Find the line containing "# test: pointer returns one pin per instance of the dried". Return it and every line after it, unchanged, up to and including the last line.

*****

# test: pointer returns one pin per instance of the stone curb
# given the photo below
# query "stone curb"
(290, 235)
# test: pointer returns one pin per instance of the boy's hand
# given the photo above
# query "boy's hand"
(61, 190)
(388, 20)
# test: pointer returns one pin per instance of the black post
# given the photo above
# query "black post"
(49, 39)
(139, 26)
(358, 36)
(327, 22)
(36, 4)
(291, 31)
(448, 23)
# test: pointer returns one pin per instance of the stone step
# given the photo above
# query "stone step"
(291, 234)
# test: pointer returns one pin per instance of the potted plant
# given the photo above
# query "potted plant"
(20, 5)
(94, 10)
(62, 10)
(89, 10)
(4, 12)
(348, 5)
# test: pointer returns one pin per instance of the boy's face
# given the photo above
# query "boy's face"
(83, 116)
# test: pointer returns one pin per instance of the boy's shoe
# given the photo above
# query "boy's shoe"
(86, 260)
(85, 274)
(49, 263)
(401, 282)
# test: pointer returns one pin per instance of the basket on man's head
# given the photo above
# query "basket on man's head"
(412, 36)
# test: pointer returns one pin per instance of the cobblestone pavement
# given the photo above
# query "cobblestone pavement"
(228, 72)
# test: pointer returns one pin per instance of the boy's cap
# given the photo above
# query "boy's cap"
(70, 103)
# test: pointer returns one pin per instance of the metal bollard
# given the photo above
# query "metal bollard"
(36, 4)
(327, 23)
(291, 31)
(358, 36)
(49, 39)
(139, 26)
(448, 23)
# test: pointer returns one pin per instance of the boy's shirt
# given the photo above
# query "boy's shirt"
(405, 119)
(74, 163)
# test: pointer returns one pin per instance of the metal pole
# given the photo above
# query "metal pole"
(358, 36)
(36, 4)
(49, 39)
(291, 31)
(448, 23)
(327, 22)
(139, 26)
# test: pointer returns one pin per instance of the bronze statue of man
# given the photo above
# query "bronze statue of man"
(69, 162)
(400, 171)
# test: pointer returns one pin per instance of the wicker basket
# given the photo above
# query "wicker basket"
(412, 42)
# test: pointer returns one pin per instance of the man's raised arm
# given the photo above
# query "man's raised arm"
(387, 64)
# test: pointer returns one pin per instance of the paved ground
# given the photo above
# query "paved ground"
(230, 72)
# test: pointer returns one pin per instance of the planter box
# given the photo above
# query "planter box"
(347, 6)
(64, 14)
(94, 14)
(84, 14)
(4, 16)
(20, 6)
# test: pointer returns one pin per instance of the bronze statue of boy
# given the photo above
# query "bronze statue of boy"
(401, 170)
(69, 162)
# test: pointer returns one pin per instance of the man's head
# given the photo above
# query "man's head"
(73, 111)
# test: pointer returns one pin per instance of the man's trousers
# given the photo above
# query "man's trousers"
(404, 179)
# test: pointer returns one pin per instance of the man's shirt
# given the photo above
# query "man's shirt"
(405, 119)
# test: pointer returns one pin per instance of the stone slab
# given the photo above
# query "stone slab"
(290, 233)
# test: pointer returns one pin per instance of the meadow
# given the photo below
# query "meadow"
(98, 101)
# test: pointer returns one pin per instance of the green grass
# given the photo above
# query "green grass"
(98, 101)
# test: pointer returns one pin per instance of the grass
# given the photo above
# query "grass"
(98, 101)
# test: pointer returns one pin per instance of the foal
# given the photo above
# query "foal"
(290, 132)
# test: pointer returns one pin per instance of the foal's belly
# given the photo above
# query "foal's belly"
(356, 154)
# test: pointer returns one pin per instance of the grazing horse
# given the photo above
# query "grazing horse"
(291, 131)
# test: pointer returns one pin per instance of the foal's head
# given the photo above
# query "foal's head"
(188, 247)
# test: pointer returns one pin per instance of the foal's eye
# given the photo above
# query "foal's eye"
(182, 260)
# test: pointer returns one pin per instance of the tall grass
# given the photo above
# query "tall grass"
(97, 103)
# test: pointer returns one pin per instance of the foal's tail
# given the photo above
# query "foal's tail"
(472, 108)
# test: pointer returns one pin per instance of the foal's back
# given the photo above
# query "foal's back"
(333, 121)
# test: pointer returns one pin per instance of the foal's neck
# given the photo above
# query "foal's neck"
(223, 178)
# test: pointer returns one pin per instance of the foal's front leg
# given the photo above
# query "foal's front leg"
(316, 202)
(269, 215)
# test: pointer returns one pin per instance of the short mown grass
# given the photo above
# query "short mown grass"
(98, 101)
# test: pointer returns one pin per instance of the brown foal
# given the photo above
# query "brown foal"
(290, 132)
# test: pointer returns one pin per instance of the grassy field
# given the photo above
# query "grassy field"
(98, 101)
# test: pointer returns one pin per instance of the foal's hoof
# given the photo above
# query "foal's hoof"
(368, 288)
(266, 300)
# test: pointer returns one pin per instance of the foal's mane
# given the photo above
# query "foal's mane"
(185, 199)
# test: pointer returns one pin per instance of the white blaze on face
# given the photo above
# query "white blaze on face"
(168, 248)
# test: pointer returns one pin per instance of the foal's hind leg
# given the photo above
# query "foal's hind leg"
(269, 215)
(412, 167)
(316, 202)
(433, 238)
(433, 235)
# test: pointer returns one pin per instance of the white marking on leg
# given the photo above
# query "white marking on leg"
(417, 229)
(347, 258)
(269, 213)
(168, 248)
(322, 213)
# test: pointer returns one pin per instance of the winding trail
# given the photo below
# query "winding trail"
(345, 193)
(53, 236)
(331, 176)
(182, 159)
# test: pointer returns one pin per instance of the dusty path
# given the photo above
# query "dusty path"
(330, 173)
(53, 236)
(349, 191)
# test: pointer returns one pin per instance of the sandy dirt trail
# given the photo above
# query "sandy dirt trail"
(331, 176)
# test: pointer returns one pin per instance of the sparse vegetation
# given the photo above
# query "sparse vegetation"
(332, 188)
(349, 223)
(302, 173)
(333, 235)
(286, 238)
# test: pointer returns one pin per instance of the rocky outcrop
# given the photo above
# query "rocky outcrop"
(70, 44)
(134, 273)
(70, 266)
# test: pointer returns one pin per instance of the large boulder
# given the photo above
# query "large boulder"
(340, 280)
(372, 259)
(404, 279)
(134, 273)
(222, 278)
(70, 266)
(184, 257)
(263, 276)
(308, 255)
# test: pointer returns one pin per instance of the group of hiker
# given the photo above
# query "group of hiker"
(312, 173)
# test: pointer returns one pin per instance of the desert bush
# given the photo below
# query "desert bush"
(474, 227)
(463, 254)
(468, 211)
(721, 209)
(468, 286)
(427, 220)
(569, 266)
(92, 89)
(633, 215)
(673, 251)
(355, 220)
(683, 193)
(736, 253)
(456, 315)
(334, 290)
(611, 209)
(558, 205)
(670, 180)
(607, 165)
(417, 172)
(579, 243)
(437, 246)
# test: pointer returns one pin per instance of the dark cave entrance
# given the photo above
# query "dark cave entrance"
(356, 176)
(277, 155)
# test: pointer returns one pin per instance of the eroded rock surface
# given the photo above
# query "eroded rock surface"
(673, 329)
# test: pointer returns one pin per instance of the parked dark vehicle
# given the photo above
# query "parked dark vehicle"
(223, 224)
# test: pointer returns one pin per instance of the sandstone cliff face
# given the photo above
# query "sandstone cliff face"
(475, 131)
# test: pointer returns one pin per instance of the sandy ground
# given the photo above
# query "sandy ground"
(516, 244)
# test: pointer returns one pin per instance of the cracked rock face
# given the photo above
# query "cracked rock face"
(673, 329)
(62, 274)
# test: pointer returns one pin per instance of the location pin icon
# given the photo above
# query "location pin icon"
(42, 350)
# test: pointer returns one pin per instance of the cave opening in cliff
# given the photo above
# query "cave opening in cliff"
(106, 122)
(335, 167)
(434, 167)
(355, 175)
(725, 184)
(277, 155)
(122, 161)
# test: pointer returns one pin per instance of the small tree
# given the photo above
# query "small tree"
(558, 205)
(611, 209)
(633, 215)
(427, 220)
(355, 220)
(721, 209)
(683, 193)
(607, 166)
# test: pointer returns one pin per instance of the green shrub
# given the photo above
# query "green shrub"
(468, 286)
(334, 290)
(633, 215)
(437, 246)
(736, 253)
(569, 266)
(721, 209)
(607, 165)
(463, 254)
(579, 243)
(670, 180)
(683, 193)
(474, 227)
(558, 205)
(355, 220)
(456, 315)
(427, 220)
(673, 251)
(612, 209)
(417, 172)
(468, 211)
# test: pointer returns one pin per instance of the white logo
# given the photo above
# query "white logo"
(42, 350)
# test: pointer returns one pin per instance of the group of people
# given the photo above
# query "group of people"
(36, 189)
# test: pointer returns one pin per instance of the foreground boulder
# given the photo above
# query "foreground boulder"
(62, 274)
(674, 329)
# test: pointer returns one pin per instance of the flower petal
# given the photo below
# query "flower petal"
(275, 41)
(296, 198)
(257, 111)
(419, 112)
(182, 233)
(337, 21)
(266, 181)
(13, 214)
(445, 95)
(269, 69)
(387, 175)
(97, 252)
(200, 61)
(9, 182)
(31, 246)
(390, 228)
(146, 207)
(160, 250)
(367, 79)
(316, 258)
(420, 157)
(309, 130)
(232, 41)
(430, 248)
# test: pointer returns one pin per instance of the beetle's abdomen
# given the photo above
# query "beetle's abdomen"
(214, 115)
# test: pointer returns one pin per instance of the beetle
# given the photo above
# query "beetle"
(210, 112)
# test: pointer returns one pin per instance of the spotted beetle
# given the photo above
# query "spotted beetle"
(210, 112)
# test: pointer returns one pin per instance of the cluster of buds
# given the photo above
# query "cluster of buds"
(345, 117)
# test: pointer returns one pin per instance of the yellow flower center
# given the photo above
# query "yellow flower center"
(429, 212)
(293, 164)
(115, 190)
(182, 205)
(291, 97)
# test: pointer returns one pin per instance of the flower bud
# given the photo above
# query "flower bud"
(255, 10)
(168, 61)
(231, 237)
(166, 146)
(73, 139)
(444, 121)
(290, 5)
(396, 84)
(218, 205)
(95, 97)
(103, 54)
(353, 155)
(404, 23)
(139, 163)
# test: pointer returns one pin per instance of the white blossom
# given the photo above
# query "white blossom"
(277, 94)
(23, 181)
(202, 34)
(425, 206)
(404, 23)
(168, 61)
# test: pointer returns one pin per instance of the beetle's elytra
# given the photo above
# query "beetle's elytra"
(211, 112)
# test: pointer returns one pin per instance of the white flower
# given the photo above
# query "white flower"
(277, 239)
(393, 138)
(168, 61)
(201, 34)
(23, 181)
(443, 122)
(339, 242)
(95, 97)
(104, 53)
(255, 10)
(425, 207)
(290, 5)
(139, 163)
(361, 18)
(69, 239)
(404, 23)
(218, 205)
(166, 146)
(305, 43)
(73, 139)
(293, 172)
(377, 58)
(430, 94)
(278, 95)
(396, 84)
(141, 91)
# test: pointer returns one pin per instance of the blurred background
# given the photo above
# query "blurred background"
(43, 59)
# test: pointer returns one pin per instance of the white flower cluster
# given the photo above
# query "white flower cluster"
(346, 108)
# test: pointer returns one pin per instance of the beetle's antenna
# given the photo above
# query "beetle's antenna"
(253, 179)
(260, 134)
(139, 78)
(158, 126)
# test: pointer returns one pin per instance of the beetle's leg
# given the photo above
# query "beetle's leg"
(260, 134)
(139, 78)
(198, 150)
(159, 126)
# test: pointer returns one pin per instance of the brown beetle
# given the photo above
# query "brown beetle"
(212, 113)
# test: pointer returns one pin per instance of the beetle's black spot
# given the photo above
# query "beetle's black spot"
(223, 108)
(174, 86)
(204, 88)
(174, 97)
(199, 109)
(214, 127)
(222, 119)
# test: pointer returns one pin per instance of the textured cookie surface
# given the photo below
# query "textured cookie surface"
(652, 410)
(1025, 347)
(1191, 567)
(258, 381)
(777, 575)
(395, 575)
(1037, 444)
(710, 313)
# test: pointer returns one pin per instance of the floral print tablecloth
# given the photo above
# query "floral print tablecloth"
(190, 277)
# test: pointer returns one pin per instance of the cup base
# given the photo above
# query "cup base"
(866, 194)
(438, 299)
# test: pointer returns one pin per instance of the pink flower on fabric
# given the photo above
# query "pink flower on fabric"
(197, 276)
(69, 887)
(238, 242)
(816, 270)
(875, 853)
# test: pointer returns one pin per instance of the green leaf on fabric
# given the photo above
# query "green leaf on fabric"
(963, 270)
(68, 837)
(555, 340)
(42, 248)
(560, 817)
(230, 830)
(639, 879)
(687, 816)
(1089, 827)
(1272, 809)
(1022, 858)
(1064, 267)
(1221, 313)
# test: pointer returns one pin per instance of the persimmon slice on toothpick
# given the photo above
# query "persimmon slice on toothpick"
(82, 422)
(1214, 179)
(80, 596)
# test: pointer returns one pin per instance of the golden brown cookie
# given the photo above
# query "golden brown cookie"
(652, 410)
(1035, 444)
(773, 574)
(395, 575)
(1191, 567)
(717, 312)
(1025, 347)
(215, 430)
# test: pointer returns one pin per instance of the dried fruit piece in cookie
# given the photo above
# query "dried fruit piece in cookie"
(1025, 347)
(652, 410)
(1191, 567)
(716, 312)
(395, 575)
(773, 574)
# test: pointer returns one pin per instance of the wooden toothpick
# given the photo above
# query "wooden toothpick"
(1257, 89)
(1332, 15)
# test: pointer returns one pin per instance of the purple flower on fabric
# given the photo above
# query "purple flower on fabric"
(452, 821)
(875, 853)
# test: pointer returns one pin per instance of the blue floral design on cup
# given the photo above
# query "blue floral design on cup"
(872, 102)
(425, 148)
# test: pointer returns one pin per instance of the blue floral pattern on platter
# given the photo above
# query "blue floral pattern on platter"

*****

=== CORRECT ANSWER ===
# test: pointer returns one pin per instance of the dried fruit piece in cookie
# given the photo above
# query "dried fruit piece in cookie"
(1025, 347)
(652, 410)
(1191, 567)
(716, 312)
(395, 575)
(773, 574)
# test: pointer returns one pin per instance of the wooden toothpick
# given the photo above
# query "wooden toothpick"
(1257, 89)
(1332, 15)
# test: pointer returns one pin per instance of the purple flower on fabric
# given the photo above
# query "purple flower on fabric"
(452, 821)
(875, 853)
# test: pointer returns one pin per instance of the blue floral design on cup
# given the photo above
# query "blue floral design on cup"
(872, 102)
(425, 148)
# test: pointer returns one pin per instance of the blue floral pattern on platter
# given the photo above
# query "blue floral pattern on platter"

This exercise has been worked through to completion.